## Text shown:
== == ==
The Rookery

The Rookery, Chicago

The Rookery, Chicago

One of the most magnificent examples of the nineteenth-century revolution in construction is the Rookery Building in Chicago’s Loop, built by Daniel Hudson Burnham (1846-1912) and John Wellborn Root (1850-1891) during the explosion of innovation that followed the great fire of 1871.

Under pressure to rebuild the city quickly, the group of architects we now call the “Chicago School” mastered the techniques of building high buildings on a swampy site, and in doing so virtually invented the skyscraper.

The Rookery is externally conventional:  above the second storey its outside walls are entirely load-bearing masonry.  On the inside, however, the central light-court is framed by cast-iron columns, wrought-iron spandrels and steel beams.

Its spectacular atrium, lit by a glazed skylight roof and embellished by dramatic staircases to and above the mezzanine balcony, is one of the architectural wonders of Chicago.

It was modernised in 1905 by Frank Lloyd Wright (1867-1959), who encased Root’s elaborately ornamental wrought iron and terracotta with gilded, incised white marble panels that picked up the carved ornament of Burnham & Root’s exterior.
== == ==
## Challenge 1:
Rewrite the stretch of the records from the line containing "of the colorful" through the end of the records, changing "put one point" to "mark one point" and leaving everything else as it is.

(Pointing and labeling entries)
== == ==
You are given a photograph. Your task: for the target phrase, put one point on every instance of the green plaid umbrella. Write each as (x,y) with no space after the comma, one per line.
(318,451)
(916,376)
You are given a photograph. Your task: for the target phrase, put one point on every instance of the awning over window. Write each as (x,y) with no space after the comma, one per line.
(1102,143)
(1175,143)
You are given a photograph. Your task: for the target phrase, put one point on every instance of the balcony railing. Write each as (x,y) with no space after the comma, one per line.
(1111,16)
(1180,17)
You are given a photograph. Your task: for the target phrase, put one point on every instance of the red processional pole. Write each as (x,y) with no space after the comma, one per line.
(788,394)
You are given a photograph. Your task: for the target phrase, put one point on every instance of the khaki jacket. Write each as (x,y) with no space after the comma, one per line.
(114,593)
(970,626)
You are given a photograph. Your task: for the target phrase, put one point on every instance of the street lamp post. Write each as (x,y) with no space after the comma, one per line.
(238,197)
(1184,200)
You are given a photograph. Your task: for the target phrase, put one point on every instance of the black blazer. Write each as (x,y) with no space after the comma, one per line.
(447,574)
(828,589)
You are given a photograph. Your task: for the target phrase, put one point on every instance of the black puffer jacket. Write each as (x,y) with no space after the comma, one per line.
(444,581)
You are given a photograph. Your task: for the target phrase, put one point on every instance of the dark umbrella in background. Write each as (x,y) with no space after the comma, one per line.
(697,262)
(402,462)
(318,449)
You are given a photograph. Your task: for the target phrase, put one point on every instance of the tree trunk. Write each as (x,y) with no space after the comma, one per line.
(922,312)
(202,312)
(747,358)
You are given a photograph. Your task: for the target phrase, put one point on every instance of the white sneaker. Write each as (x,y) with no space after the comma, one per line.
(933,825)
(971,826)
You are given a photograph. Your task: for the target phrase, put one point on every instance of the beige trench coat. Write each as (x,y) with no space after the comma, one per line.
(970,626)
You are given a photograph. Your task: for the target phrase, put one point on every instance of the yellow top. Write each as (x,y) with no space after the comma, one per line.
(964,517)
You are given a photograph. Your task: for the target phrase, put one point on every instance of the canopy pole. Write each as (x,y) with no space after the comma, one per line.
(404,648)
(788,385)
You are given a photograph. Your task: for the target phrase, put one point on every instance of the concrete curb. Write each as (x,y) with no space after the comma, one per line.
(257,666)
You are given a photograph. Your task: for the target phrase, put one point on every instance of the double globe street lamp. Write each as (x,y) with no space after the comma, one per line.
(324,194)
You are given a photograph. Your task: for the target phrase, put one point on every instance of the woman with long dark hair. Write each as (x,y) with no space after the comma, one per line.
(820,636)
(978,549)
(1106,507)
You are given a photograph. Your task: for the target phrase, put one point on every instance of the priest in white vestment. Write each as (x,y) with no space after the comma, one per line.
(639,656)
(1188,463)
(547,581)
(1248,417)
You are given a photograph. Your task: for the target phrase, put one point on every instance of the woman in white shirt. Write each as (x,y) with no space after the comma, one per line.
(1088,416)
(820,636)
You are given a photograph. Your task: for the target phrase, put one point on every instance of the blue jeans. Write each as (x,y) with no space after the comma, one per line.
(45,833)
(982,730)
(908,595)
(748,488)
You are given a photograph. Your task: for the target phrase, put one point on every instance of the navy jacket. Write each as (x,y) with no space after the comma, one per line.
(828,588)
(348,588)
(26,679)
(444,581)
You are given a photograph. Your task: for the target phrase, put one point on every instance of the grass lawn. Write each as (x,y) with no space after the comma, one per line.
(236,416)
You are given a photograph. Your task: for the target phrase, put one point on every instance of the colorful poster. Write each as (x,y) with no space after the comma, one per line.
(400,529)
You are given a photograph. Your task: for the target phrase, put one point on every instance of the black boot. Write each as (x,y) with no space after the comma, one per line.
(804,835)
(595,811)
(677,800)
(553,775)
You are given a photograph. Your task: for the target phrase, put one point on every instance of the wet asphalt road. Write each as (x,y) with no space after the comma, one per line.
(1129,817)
== == ==
## Challenge 2:
Return the stretch of the Rookery text from "Under pressure to" through "invented the skyscraper.", copied word for word.

## Worked solution 1:
You are given a photograph. Your task: for the target phrase, mark one point on every instance of the colorful poster. Write each as (x,y) with no space after the comma, one per line.
(400,529)
You are given a photograph. Your task: for the target phrase, mark one point on every instance of the black boot. Write each as (x,y) with no space after the comma, one per line.
(804,835)
(595,811)
(677,800)
(553,775)
You are given a photograph. Your task: for the target phrase, mark one point on every instance of the wet asphalt road. Write each as (x,y) with no space after the comma, one per line.
(1129,817)

## Worked solution 2:
Under pressure to rebuild the city quickly, the group of architects we now call the “Chicago School” mastered the techniques of building high buildings on a swampy site, and in doing so virtually invented the skyscraper.